## What you need to do
A - Transcribe the forum thread on surge pricing in bad weather from "When I drove" up to and including "stayed home anyway.".
B - From the forum thread on surge pricing in bad weather, list every hardship Lee239 describes from driving a taxi when there were big snow storms.

# Are there surge rates for inclement weather?



## Lee239

Such as snow storms or heavy rain storms? 

I live in Florida so I'm glad not to have to drive in the snow or on ice. 

When I drove a taxi and we had big snow storms even the next day was almost impossible to get around and a 5 minute trip took half an hour and sometimes you would get stuck in the snow with those lousy rear wheel drive Town cars, plus the potential for accidents was huge. Our boss would not let us charge higher rates so it was a stressful day without making any money, plus most people stayed home anyway.


----------



## Certain Judgment

Uber doesn't set surges based on inclement weather, but they can happen because of it. In the early part of December here in Milwaukee we had a really bad snow storm lasting Friday and Saturday night. Surges were on average 2.0 to 3.0 throughout the entire downtown area all night.


----------



## Lee239

Certain Judgment said:


> Uber doesn't set surges based on inclement weather, but they can happen because of it. In the early part of December here in Milwaukee we had a really bad snow storm lasting Friday and Saturday night. Surges were on average 2.0 to 3.0 throughout the entire downtown area all night.

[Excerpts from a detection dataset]
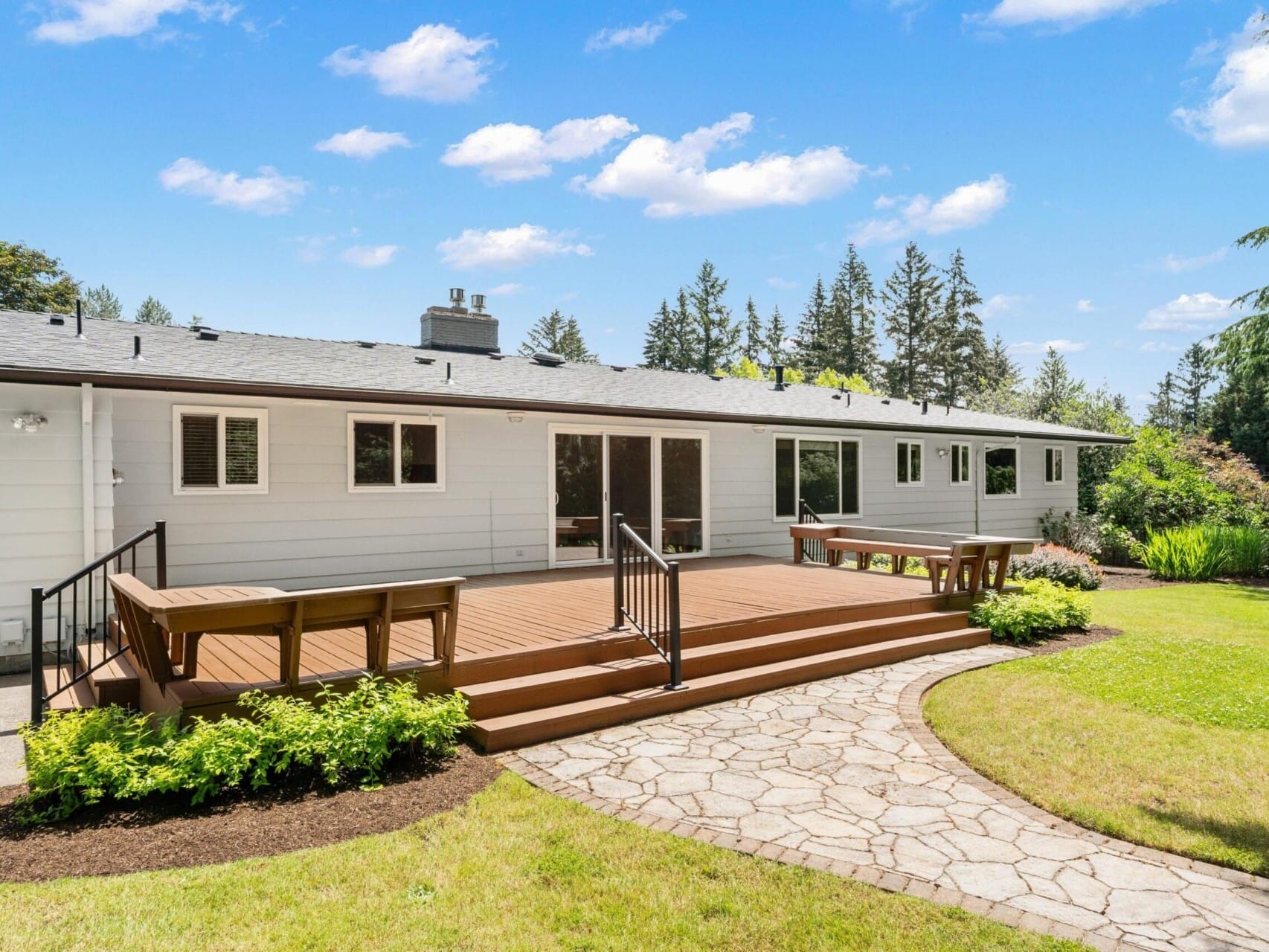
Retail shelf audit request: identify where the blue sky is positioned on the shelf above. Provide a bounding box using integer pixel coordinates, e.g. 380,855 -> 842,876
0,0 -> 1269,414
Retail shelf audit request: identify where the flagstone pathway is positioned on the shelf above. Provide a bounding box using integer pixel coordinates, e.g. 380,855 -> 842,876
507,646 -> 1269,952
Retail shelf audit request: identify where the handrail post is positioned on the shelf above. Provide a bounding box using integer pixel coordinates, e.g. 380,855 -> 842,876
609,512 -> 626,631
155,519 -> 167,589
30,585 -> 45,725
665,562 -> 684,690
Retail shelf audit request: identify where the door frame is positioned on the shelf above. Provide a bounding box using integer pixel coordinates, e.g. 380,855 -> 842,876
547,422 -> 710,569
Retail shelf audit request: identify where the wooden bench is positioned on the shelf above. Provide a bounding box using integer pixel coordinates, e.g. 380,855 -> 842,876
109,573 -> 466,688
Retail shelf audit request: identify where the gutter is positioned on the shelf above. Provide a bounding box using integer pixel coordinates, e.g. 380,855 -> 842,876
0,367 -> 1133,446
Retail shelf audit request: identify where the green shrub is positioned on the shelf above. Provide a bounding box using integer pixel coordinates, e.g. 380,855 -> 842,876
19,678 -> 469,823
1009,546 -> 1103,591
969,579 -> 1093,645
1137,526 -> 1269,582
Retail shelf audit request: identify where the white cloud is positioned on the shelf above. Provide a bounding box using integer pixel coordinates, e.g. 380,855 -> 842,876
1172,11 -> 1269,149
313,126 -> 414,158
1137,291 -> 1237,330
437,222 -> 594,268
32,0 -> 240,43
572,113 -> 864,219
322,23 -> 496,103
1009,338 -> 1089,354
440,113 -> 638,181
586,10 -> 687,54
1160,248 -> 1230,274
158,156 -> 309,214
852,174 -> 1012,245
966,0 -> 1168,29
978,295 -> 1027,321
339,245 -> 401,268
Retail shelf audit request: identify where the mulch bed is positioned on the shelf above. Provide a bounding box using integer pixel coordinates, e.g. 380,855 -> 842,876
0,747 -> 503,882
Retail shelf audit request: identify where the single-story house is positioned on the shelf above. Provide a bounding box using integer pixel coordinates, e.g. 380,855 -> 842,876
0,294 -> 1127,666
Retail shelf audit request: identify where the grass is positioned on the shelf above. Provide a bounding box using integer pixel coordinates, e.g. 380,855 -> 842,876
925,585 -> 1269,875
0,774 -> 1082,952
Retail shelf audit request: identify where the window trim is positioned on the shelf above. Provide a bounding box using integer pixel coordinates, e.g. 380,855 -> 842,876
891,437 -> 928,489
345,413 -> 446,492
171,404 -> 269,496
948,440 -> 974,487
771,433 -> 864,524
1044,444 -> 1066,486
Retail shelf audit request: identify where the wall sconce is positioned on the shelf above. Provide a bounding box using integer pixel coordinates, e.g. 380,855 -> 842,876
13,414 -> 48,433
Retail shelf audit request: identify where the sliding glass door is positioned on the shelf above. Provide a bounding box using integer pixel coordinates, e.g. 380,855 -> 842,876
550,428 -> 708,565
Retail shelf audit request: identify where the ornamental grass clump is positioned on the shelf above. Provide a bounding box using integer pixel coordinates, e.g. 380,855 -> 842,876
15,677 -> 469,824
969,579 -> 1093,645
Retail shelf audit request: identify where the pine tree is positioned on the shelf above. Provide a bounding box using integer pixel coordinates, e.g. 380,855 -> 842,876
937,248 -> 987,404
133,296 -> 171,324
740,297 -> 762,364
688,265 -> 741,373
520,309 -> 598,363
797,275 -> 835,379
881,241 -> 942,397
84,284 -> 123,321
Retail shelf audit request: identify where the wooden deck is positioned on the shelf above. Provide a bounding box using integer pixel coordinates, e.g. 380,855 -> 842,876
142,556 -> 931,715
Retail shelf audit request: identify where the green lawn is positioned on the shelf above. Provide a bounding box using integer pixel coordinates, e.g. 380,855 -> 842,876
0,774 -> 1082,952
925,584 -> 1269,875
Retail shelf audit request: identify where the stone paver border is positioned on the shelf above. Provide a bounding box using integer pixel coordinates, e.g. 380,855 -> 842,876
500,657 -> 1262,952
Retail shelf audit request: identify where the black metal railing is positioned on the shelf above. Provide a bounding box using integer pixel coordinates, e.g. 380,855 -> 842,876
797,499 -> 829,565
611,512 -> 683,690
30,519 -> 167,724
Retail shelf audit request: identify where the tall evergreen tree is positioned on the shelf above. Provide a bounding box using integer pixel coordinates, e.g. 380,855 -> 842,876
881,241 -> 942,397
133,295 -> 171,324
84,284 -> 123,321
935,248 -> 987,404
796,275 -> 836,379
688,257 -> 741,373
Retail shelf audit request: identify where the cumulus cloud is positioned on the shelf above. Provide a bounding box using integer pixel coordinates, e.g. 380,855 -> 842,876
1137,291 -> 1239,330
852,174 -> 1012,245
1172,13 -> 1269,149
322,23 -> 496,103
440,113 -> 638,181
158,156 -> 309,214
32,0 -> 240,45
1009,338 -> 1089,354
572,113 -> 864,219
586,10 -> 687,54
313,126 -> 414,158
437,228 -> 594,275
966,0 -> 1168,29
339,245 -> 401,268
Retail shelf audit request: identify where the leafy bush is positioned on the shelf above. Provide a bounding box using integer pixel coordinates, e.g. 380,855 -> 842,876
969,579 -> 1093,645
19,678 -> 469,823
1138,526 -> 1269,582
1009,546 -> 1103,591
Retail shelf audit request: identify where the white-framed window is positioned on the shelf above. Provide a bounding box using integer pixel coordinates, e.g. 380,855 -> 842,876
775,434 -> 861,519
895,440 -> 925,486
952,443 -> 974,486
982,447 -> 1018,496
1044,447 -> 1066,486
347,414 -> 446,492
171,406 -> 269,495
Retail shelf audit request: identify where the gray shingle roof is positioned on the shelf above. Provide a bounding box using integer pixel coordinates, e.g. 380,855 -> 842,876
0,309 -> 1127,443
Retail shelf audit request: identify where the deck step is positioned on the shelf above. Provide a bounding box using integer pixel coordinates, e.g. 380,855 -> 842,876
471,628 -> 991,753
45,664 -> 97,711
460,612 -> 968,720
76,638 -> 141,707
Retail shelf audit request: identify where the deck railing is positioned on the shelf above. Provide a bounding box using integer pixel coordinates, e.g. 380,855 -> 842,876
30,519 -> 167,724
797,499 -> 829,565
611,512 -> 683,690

## Answers for the tasks
A -
When I drove a taxi and we had big snow storms even the next day was almost impossible to get around and a 5 minute trip took half an hour and sometimes you would get stuck in the snow with those lousy rear wheel drive Town cars, plus the potential for accidents was huge. Our boss would not let us charge higher rates so it was a stressful day without making any money, plus most people stayed home anyway.

B -
- Even the next day, it was almost impossible to get around.
- A 5-minute trip took half an hour.
- Drivers sometimes got stuck in the snow with rear-wheel-drive Town cars.
- The potential for accidents was huge.
- The boss would not let them charge higher rates, so it was a stressful day without making any money.
- Most people stayed home anyway.